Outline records
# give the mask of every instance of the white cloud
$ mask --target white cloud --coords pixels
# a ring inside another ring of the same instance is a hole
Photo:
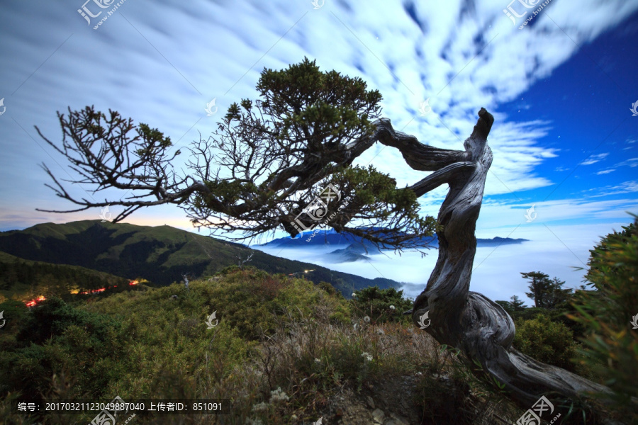
[[[585,161],[581,162],[579,165],[591,165],[592,164],[595,164],[596,162],[600,162],[603,159],[605,159],[609,156],[609,152],[606,152],[604,154],[596,154],[595,155],[590,155],[587,157]]]

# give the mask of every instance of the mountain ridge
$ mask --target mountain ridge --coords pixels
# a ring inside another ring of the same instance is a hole
[[[79,266],[129,279],[141,277],[160,285],[180,281],[183,273],[212,276],[252,253],[248,266],[273,273],[303,273],[315,283],[330,283],[345,296],[353,290],[374,285],[382,288],[401,286],[391,279],[368,279],[335,271],[166,225],[113,224],[99,220],[41,223],[23,230],[0,232],[0,251],[26,260]],[[313,271],[304,273],[306,270]]]

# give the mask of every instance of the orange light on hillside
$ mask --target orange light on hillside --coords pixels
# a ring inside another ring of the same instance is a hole
[[[46,298],[45,298],[43,295],[40,295],[37,298],[33,298],[30,301],[25,301],[25,304],[27,307],[33,307],[40,301],[44,301],[45,300],[46,300]]]

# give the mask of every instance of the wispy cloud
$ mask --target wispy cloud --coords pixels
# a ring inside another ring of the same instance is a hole
[[[600,162],[609,156],[609,152],[604,154],[596,154],[595,155],[590,155],[585,161],[581,162],[580,165],[591,165],[596,162]]]

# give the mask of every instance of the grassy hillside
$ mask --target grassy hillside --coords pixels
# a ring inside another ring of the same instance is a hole
[[[79,266],[25,260],[0,251],[0,302],[43,295],[64,297],[125,284],[127,279]]]
[[[117,395],[232,403],[229,415],[138,415],[131,423],[140,424],[513,423],[522,412],[415,329],[399,313],[409,304],[393,289],[347,300],[330,285],[252,268],[76,307],[7,301],[0,418],[86,424],[94,414],[9,419],[11,400]]]
[[[141,277],[158,285],[179,282],[183,273],[212,276],[236,264],[238,257],[245,259],[252,253],[247,264],[286,274],[313,269],[308,273],[309,280],[328,282],[345,295],[375,285],[399,287],[390,279],[366,279],[332,271],[169,226],[113,225],[101,220],[45,223],[0,232],[0,251],[32,261],[81,266],[129,279]]]

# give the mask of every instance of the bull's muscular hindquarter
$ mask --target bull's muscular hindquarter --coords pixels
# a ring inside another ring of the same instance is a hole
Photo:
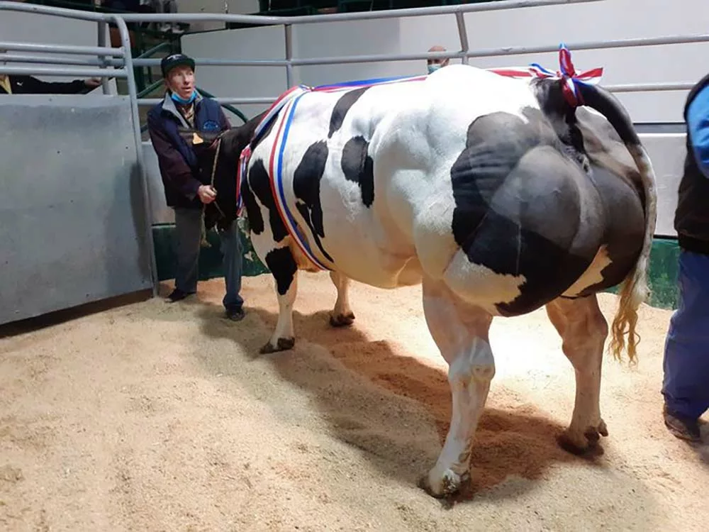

WORK TO COMPLETE
Please copy out the items from the line containing "# give the mask of every instance of the bull's" through the end of the items, inclusive, leaving out the pictures.

WRITTEN SOLUTION
# give the mask of every instance of the bull's muscular hindquarter
$ mask --target bull's muscular hindquarter --coords pixels
# a ring inside another ring of the same instance is a hole
Photo:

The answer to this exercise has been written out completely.